* Recorded information
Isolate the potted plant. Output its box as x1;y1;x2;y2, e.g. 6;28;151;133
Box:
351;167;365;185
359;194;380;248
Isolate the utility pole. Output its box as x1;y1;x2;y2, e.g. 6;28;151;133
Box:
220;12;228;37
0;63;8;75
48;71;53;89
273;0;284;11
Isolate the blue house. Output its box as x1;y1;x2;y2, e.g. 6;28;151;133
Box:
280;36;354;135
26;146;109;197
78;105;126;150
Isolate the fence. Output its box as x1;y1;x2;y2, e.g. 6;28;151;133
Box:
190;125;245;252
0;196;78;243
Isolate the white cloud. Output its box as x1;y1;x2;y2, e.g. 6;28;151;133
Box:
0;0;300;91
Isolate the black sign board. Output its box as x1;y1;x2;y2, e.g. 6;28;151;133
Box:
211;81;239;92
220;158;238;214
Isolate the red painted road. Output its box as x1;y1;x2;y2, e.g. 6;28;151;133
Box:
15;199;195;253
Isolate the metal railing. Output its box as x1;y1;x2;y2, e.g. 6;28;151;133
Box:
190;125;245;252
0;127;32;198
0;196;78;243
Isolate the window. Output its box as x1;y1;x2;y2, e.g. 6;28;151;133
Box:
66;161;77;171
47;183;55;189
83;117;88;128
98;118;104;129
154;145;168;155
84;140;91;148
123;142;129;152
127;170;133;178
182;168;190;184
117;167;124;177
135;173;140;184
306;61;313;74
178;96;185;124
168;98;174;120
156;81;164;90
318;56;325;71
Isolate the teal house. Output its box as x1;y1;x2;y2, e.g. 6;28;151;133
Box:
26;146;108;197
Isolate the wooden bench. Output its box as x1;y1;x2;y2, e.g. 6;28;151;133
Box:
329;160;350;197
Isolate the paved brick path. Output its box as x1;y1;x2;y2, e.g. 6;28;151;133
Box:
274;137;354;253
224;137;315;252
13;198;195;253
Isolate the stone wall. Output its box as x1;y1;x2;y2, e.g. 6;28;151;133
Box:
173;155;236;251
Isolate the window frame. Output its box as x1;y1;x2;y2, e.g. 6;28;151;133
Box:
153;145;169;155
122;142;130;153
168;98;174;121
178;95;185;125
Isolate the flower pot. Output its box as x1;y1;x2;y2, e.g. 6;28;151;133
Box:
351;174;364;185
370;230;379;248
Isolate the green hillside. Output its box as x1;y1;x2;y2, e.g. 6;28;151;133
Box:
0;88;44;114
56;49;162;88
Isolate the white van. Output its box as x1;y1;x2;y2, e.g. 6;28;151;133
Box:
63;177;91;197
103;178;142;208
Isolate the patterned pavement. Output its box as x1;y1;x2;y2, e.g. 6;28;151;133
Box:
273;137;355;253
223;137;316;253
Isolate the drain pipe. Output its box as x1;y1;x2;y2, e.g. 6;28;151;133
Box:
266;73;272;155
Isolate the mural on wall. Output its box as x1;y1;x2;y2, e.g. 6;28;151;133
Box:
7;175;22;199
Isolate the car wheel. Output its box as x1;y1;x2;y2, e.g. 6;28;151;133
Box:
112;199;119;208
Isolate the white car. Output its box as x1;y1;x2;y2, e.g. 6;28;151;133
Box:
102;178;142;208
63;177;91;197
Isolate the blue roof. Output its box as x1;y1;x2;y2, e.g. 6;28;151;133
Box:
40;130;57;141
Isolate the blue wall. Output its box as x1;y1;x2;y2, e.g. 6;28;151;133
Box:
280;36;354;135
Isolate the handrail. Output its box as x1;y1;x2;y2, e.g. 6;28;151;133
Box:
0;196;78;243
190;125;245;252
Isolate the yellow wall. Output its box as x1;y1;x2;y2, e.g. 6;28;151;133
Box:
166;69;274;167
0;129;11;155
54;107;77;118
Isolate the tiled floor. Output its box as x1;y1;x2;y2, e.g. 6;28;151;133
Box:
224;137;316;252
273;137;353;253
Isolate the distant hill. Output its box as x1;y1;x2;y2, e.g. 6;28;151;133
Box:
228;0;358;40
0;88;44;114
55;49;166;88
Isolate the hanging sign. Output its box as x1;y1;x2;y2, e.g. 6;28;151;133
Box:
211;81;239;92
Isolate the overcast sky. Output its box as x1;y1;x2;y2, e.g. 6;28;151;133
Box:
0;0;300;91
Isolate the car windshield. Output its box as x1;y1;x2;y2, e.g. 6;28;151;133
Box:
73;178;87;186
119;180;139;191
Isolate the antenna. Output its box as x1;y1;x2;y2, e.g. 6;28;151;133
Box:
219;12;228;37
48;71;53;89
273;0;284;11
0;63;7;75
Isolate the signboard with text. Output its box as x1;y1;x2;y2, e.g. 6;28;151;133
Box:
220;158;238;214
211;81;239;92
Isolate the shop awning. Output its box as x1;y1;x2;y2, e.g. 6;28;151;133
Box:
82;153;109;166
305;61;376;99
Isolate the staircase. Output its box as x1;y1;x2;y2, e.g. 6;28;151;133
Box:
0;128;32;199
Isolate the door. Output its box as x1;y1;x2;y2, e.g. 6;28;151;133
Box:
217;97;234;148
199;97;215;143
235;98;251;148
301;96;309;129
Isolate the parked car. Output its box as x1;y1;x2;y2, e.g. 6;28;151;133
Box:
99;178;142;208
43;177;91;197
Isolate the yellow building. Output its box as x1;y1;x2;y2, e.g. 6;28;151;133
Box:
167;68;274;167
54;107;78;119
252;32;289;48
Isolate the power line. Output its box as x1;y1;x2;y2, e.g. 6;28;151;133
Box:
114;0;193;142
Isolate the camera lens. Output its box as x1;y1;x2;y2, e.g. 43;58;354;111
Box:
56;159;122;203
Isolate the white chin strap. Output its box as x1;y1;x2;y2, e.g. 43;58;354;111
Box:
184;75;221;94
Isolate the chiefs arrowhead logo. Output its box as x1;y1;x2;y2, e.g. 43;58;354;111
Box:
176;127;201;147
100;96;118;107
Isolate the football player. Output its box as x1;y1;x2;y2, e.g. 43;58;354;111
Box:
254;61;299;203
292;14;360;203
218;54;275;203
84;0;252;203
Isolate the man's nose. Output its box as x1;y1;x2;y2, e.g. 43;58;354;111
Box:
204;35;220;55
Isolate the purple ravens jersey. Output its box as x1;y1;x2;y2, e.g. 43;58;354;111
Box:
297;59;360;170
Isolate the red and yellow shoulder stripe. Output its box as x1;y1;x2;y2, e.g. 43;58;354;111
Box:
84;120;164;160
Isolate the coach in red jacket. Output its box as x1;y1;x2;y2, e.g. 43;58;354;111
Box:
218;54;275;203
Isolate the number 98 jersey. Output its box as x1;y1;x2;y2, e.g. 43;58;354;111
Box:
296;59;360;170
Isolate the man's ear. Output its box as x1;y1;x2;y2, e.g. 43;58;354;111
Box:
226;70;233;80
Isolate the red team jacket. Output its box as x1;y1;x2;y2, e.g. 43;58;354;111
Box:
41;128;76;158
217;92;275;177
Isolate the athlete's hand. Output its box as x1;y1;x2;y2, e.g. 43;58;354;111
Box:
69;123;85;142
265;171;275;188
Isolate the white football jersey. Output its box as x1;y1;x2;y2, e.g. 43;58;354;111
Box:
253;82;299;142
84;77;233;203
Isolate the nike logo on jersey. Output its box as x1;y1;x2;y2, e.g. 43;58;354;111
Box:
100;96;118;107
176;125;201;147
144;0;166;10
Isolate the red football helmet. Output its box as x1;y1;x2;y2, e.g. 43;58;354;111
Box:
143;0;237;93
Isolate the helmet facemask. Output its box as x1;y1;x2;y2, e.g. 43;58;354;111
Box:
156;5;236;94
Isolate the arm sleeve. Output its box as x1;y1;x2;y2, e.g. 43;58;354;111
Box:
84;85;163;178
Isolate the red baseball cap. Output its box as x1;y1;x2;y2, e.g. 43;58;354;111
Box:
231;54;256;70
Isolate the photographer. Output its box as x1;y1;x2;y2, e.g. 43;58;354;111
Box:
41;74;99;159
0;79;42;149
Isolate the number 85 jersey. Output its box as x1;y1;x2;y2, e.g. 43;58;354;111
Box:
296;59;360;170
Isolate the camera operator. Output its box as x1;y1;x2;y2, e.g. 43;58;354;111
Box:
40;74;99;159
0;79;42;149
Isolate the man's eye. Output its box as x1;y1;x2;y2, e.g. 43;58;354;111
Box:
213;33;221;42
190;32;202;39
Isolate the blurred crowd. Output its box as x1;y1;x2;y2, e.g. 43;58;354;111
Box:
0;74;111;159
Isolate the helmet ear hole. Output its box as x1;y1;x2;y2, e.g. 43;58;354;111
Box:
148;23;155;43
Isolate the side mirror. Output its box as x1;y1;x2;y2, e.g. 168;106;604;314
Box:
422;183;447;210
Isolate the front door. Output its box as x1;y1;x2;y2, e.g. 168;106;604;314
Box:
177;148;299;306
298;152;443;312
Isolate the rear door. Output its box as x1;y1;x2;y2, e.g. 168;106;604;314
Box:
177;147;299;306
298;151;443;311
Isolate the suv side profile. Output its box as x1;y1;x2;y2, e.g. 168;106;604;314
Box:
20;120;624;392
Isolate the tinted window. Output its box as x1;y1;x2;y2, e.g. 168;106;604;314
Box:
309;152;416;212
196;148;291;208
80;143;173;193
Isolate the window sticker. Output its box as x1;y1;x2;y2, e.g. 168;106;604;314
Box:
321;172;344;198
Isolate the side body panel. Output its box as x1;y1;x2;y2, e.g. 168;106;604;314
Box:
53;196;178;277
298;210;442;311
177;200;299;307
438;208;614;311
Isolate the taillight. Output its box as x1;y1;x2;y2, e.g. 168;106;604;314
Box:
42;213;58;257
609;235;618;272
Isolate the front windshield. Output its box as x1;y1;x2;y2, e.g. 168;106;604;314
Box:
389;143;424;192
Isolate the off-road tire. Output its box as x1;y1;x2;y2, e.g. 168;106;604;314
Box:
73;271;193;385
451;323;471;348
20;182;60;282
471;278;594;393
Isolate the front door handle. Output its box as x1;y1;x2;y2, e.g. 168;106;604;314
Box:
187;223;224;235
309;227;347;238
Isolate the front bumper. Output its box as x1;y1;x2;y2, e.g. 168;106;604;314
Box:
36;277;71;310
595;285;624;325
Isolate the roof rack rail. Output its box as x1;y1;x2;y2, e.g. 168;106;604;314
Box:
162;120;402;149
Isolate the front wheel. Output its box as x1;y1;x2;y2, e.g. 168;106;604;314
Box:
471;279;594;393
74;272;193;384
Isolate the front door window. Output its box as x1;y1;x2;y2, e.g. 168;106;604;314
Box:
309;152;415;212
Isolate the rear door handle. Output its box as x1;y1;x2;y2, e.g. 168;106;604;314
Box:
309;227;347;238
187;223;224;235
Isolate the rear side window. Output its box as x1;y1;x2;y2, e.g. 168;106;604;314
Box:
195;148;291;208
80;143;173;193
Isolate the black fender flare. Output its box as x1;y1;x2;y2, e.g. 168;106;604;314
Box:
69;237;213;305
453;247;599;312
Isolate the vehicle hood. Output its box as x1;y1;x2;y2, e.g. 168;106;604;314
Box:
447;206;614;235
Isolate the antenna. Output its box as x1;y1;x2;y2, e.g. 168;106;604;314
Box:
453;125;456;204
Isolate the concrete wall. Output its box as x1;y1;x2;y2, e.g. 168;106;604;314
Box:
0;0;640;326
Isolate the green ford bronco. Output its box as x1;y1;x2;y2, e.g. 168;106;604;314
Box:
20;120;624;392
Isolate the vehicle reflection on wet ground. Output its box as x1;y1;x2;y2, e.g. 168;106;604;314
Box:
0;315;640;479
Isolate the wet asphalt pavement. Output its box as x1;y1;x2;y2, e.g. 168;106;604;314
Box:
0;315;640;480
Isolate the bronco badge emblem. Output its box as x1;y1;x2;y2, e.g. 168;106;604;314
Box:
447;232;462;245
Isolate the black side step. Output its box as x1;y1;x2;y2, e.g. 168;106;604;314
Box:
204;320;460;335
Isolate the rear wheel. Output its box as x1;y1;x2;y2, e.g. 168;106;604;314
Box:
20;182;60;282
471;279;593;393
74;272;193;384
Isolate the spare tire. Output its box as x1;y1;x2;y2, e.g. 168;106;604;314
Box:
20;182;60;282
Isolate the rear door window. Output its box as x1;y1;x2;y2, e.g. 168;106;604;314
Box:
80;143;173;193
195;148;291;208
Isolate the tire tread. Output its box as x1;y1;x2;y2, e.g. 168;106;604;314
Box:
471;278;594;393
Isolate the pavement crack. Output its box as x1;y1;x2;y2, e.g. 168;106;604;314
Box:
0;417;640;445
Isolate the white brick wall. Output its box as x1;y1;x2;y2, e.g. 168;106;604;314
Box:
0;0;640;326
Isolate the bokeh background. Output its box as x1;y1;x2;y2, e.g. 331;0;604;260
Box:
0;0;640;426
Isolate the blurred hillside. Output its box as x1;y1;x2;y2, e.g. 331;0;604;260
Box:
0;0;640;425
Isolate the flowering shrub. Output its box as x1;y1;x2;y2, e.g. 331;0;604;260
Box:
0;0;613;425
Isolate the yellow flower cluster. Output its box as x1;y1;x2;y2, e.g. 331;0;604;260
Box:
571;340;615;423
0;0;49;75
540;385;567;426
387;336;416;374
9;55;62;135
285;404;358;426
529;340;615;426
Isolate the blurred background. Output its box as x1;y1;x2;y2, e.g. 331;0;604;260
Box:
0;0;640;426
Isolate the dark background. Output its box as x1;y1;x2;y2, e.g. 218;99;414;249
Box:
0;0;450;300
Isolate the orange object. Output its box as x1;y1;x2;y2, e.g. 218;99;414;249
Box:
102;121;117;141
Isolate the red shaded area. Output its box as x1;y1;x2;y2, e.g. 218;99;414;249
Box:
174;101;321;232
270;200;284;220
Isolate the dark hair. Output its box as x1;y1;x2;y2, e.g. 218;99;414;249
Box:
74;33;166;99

* To do
Copy the lines from the one containing "Isolate the signboard" through the one containing "265;171;275;188", inclusive, swapping "jacket" for "coat" and changing nothing else.

* Completed exercise
Isolate the signboard with text. Output its box as x1;y1;x2;y2, e.g. 6;28;151;133
Box:
220;158;238;214
211;81;239;92
Isolate the shop awning. Output its box as x1;y1;x2;y2, e.g. 6;28;151;133
Box:
82;153;109;166
305;61;376;99
Isolate the staircase. Output its box as x1;y1;x2;y2, e.g. 6;28;151;133
Box:
0;128;32;199
Isolate the door. Output its box as x1;y1;x2;y2, e.g. 6;28;151;133
Box:
217;97;234;148
199;97;215;143
235;98;251;148
301;96;309;129
Isolate the parked car. Output its box as x1;y1;x2;y2, e.g. 6;28;151;133
Box:
99;178;142;208
43;177;91;197
Isolate the yellow building. Output its box as x1;y1;x2;y2, e.g. 6;28;151;133
Box:
167;68;274;167
54;107;78;119
252;32;289;48
Isolate the power line. Output its box as x1;y1;x2;y2, e.g. 6;28;151;133
Box:
114;0;193;142
Isolate the camera lens. Output its box as x1;y1;x2;y2, e.g. 43;58;354;111
Box:
56;159;122;203
Isolate the white chin strap. Output its box as x1;y1;x2;y2, e.g. 43;58;354;111
Box:
184;75;221;94
Isolate the chiefs arrowhead logo. Output its box as x1;y1;x2;y2, e.g. 43;58;354;111
Box:
176;127;201;147
100;96;118;107
Isolate the football player. Output its box as x1;y1;x2;y2, e.g. 43;58;354;111
Box:
254;61;299;203
292;14;360;203
218;54;275;203
84;0;252;203
Isolate the man's nose. Output its box as x1;y1;x2;y2, e.g. 43;58;354;111
Box:
204;35;220;55
Isolate the purple ravens jersey. Output its box as x1;y1;x2;y2, e.g. 43;58;354;111
Box:
297;59;360;170
Isolate the red and yellow shoulder stripe. Output its box as x1;y1;x2;y2, e.g. 43;58;354;111
Box:
84;120;164;160
Isolate the coach in red coat. Output its box as x1;y1;x2;y2, e.g. 43;58;354;111
Box:
218;54;275;203
Isolate the number 98 jersey. Output its box as x1;y1;x2;y2, e.g. 43;58;354;111
Box:
296;59;360;170
Isolate the man's ear. Output its box as x1;y1;x2;y2, e.g. 43;58;354;111
Box:
226;70;233;80
Isolate the red team coat. Output its box as x1;y1;x2;y2, e.g. 43;58;354;111
Box:
41;128;76;158
217;92;275;177
Isolate the athlete's hand. Output its box as x1;y1;x2;y2, e.g. 43;58;354;111
Box:
69;123;85;142
265;171;275;188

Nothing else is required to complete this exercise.